**Document extract**
/---

Friday, November 07, 2008

An Unfolding Mystery

Parenting an adult son with FASD (and other assorted diagnoses, including PTSD and RAD) is always a mystery. There are moments that seem like sincere, honest connections between two people who love each other. These moments are infrequent, and overshadowed by the consistent intuitive sense that I am about to be taken advantage of once again. Over the years (Mike has been part of our family for nearly ten years; he is now 19) I have learned to erect boundaries between him and our family, for their protection.

While Mike is not violent or aggressive towards family members, he has stolen from us for years, and when allowed to be in our house (we have had a restraining order against him now for nearly a year) has brought illicit drugs, alcohol and questionable friends doing the same with him. His erratic behaviors and unsavory companion choices have led us to take legal action to keep him away from our physical property and our minor children.

\---

**Work instructions**
**1.** Revise the blog post about parenting an adult son with FASD, giving everything from "Friday, November 07, 2008" down to "for their protection." with "adult son" changed to "adult stepson".
**2.** Translate this sentence from the blog post about parenting an adult son with FASD into Spanish: "These moments are infrequent, and overshadowed by the consistent intuitive sense that I am about to be taken advantage of once again."
**3.** Extend the blog post about parenting an adult son with FASD by writing what comes after its final sentence.
The records that follow come from a separate source and are unrelated to the blog post.

**Record excerpts**
/---

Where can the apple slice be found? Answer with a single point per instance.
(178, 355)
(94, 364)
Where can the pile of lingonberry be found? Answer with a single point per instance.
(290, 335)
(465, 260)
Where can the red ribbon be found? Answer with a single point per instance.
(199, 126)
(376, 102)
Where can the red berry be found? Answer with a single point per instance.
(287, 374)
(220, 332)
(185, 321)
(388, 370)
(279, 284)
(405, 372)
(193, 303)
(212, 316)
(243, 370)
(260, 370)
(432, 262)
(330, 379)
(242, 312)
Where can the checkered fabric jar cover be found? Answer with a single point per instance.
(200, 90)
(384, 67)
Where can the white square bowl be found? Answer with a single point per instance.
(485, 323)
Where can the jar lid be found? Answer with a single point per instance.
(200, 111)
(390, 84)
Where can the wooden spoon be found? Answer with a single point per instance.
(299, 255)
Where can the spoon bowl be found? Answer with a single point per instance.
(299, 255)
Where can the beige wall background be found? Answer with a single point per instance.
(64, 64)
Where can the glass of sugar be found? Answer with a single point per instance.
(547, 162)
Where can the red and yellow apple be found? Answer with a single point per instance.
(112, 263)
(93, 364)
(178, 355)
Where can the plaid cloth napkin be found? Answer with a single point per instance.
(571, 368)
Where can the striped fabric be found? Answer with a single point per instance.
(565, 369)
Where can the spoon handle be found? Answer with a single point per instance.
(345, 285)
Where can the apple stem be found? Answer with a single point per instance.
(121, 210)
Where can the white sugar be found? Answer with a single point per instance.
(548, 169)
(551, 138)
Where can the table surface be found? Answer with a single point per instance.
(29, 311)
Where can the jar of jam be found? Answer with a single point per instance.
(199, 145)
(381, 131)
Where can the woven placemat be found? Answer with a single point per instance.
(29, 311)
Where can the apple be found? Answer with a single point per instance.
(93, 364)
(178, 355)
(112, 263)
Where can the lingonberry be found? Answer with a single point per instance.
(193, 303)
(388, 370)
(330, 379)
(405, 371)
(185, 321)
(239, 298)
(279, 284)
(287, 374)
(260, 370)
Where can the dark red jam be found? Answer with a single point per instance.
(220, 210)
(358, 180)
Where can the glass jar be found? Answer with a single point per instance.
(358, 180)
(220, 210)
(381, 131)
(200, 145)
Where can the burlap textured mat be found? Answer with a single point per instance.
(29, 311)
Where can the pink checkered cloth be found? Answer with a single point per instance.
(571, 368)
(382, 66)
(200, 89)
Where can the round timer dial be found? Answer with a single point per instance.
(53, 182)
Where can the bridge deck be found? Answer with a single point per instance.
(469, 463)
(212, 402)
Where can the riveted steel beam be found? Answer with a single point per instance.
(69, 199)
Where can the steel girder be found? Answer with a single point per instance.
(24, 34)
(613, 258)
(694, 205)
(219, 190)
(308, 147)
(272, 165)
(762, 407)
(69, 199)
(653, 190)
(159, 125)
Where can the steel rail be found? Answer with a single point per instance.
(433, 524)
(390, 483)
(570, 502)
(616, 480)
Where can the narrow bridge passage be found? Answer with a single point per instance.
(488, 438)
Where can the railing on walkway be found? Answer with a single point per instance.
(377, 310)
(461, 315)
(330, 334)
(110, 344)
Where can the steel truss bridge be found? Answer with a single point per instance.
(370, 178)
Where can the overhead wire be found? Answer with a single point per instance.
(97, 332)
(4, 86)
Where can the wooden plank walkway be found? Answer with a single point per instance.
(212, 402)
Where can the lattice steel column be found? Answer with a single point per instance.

\---

**Per-task outputs**
**1.**
Friday, November 07, 2008

An Unfolding Mystery

Parenting an adult stepson with FASD (and other assorted diagnoses, including PTSD and RAD) is always a mystery. There are moments that seem like sincere, honest connections between two people who love each other. These moments are infrequent, and overshadowed by the consistent intuitive sense that I am about to be taken advantage of once again. Over the years (Mike has been part of our family for nearly ten years; he is now 19) I have learned to erect boundaries between him and our family, for their protection.

**2.** Estos momentos son poco frecuentes y quedan eclipsados por la constante sensación intuitiva de que están a punto de aprovecharse de mí una vez más.

**3.**
He has now been out of jail eighteen days. And tonight he will go back. But I'm getting ahead of myself.

This week I haven't heard much from Mike. In the first two weeks following his release I heard from him fairly regularly, at last once every 36 hours, but by the time this week rolled around it has been about once every 48 to 60 hours. Yesterday morning a call came on my cell phone while I was at the office sporting a number that looked vaguely familiar. Because Mike has no cell phone he uses whatever phone is at his disposal at the moment, so there hasn't been one consistent number. I answered. It was, in deed, Mike.

"Hey, dad. You think you could come pick me up in [a town 30 miles away from us]."

"Well, I'm at the office, Mike, and I have an appointment in about an hour from now. What are you doing [in that town]? I thought you could not be out of the county limits."

"Yeah, well, I just can't leave the state. I can be out of the county, but I can' t be out overnight."

"It's 8:30, Mike. Were you out of the county last night?"

"Um, yeah, I was, actually. But don't tell [the parole officer]."

"Well, I'm not going to call her up, Mike, but if she asks me I will tell her the truth."

"OK. Whatever. You think you can give me a ride back?"

I sigh inwardly, but I have told Mike that I will do what I can to assist him in his life on the "outside." "I can give you a ride, but I will have to leave now. Where will you be?"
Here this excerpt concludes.